__Required task__
Reproduce the records exactly.

Excerpts from point annotation data
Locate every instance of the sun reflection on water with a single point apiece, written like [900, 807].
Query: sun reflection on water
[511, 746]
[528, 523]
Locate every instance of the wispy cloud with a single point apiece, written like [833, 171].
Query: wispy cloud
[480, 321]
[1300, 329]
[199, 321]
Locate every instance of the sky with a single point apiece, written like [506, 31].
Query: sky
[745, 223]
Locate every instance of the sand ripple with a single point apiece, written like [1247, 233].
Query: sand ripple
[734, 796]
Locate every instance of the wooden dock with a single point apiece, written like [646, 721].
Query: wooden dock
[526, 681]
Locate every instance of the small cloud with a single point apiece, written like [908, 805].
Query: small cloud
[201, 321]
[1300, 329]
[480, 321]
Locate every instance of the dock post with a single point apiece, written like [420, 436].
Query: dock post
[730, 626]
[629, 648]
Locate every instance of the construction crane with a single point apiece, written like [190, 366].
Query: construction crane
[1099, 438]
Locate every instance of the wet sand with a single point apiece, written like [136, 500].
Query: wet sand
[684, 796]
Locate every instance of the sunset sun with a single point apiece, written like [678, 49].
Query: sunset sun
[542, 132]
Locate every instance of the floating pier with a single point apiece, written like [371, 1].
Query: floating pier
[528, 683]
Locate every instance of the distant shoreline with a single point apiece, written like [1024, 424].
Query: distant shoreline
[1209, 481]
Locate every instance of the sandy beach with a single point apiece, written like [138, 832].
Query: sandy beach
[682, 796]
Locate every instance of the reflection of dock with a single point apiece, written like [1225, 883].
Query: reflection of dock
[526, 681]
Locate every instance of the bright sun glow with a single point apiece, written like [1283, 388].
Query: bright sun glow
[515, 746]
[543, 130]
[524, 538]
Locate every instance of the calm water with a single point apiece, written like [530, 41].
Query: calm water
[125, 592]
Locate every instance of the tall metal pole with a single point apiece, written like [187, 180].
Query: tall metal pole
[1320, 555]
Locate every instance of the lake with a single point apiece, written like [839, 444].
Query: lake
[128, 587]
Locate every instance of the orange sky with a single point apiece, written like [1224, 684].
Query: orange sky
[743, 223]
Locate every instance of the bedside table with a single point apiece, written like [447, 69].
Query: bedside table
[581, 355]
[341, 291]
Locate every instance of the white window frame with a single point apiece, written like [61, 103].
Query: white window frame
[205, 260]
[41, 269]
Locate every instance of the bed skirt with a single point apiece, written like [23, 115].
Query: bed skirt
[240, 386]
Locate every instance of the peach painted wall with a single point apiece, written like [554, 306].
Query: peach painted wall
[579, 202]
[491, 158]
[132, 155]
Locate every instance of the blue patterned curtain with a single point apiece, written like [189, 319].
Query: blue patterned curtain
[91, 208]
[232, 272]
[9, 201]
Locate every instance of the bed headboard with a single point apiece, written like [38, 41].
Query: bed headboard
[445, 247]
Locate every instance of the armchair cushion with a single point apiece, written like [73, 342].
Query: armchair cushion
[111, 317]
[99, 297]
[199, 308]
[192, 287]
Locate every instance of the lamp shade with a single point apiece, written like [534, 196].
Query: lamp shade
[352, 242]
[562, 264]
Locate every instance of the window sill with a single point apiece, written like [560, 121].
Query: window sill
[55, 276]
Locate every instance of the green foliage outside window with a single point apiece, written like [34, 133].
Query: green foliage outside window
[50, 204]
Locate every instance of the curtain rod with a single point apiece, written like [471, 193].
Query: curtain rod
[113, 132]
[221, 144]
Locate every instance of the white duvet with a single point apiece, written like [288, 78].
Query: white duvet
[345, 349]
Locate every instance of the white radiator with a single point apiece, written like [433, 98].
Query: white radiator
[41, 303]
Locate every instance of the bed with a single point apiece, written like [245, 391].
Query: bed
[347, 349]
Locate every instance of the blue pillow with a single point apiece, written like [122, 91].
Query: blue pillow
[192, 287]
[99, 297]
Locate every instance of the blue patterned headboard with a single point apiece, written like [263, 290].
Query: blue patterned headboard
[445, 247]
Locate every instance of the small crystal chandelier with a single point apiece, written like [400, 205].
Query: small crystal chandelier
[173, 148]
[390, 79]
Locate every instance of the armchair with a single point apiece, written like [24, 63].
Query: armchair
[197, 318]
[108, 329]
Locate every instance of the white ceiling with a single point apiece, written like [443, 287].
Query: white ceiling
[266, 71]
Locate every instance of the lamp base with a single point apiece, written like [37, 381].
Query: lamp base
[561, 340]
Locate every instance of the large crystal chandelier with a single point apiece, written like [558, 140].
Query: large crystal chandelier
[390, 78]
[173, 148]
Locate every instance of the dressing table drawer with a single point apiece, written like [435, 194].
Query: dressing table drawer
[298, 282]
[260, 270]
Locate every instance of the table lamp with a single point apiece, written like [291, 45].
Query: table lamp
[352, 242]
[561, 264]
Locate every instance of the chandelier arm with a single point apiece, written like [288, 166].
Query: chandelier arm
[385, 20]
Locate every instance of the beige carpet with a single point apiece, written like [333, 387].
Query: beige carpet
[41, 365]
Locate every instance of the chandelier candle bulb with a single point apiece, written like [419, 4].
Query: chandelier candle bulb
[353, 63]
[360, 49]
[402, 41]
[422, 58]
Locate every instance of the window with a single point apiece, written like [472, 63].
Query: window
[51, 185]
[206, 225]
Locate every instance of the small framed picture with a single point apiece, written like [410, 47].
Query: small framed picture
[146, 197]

__Exercise solution__
Locate every instance of the sun reflection on water with a single point apiece, written like [900, 807].
Query: sun reflection on water
[511, 746]
[528, 523]
Locate every instance of the wispy cloud with a single point apiece, written like [833, 171].
Query: wispy cloud
[480, 321]
[1300, 329]
[199, 321]
Locate every instance of the sky with a single point apiece, written like [506, 31].
Query: sky
[745, 223]
Locate every instance of the sand ripple with a single point apiece, written like [1247, 233].
Query: sand ripple
[734, 796]
Locate every instance of the wooden dock with a single point apiece, written like [646, 721].
Query: wooden dock
[526, 681]
Locate every instance of the small cloud with a single point apiece, written like [908, 805].
Query: small cloud
[201, 321]
[1300, 329]
[480, 321]
Locate every instance of the dock post with a single point apiece, written like [420, 436].
Query: dock post
[730, 626]
[629, 648]
Locate every instance of the construction crane with a single point apiece, written like [190, 366].
Query: construction crane
[1099, 438]
Locate every instance of the wet sand with a single point apiece, written like [136, 500].
Query: wet sand
[684, 796]
Locate every instance of the sunset sun with a single point apiece, written like [678, 49].
Query: sunset sun
[542, 132]
Locate every instance of the floating pier with a single point apiece, written like [371, 1].
Query: floating pier
[528, 683]
Locate every instance of the distant shoreline with a single point apiece, written like [1024, 424].
Query: distant shoreline
[1209, 481]
Locate every instance of the sandy beach with a single point apiece, written like [138, 832].
Query: sandy beach
[682, 796]
Locate every instance of the reflection of dock with a single point apiece, written like [1225, 883].
Query: reflection of dock
[526, 681]
Locate every instance of the bright sun glow with a single point apiece, written like [1283, 388].
Query: bright sun glow
[515, 746]
[543, 130]
[524, 538]
Locate every instance of the calm water with a single point apiece, written like [530, 41].
Query: calm water
[125, 592]
Locate every instance of the tall metal pole with a single point apiece, written like [187, 180].
Query: tall metal pole
[1320, 555]
Locate every instance of the lake with a single point apiece, written like [839, 444].
Query: lake
[128, 587]
Locate every instance of the orange sky with a single point apiece, written like [1224, 684].
Query: orange sky
[743, 223]
Locate every instance of the bedside table with a single point apiece, written like [447, 69].
Query: bedside table
[581, 355]
[341, 291]
Locate every instance of the white window frame with a single point apiece, written like [61, 103].
Query: white window frame
[205, 260]
[41, 269]
Locate every instance of the bed skirt with a single point apiece, written like [23, 115].
Query: bed skirt
[240, 386]
Locate every instance of the peach painted wall with a single point apiece, written like [554, 306].
Query: peach painted wall
[579, 202]
[491, 158]
[132, 155]
Locate every instance of the blue patterned curtain with a single point apiece, written like [189, 319].
Query: blue patterned curtain
[91, 208]
[232, 272]
[9, 201]
Locate every instance of the bed headboard with a single point apiece, written like [38, 41].
Query: bed headboard
[445, 247]
Locate every instance of the armchair cushion with a single point apiece, written like [73, 342].
Query: armchair cushion
[111, 317]
[99, 297]
[199, 308]
[192, 287]
Locate every instance of the lamp shade with a single point apiece, written like [534, 196].
Query: lamp shade
[352, 242]
[562, 264]
Locate every instance of the window sill with a single point apiece, written like [560, 121].
Query: window sill
[55, 276]
Locate every instance of the green foliage outside window with a single point apiece, written like [34, 133].
Query: green foliage outside window
[50, 204]
Locate every instance of the curtain rod with a single point apiece, written like [471, 193].
Query: curtain rod
[113, 132]
[221, 144]
Locate every instance of the white duvet with a single point apiece, written like [288, 78].
Query: white duvet
[345, 349]
Locate every instance of the white radiator with a single point apiece, written like [433, 98].
Query: white radiator
[41, 303]
Locate every instance of the bed with a single point apiece, written like [245, 391].
Query: bed
[347, 349]
Locate every instance of the blue pillow with a single point apiece, written like [122, 91].
Query: blue pillow
[192, 287]
[99, 297]
Locate every instance of the blue patterned headboard with a single point apiece, written like [263, 290].
Query: blue patterned headboard
[445, 247]
Locate every instance of the small crystal chandelier with a single point apiece, written like [400, 205].
Query: small crystal chandelier
[173, 148]
[390, 79]
Locate every instance of the armchair with a single point apiece, written like [24, 63].
Query: armchair
[197, 318]
[108, 329]
Locate every instance of the white ceiling with a single point apiece, written like [443, 287].
Query: white ceiling
[266, 71]
Locate every instance of the lamp base with a single point apiece, written like [37, 381].
Query: lamp base
[561, 340]
Locate every instance of the large crystal chandelier with a single point apiece, written like [558, 140].
Query: large crystal chandelier
[390, 78]
[173, 148]
Locate every instance of the dressing table drawer with a single point apiece, written like [435, 194].
Query: dressing table drawer
[298, 282]
[260, 270]
Locate every instance of the table lamp with a single point apiece, written like [291, 45].
Query: table lamp
[352, 242]
[561, 264]
Locate every instance of the chandelier arm with a single point apiece, written like [288, 166].
Query: chandelier arm
[385, 20]
Locate every instance of the beige carpet with a single point apiece, written like [333, 387].
Query: beige carpet
[41, 365]
Locate every instance of the chandelier candle bulb with a single point apiece, written like [419, 4].
Query: chandelier candle bulb
[353, 63]
[360, 49]
[402, 41]
[422, 58]
Locate every instance of the window with a single point apiece, written like [472, 63].
Query: window
[51, 185]
[206, 225]
Locate every instance of the small framed picture with a single point apiece, written like [410, 47].
Query: small framed picture
[146, 197]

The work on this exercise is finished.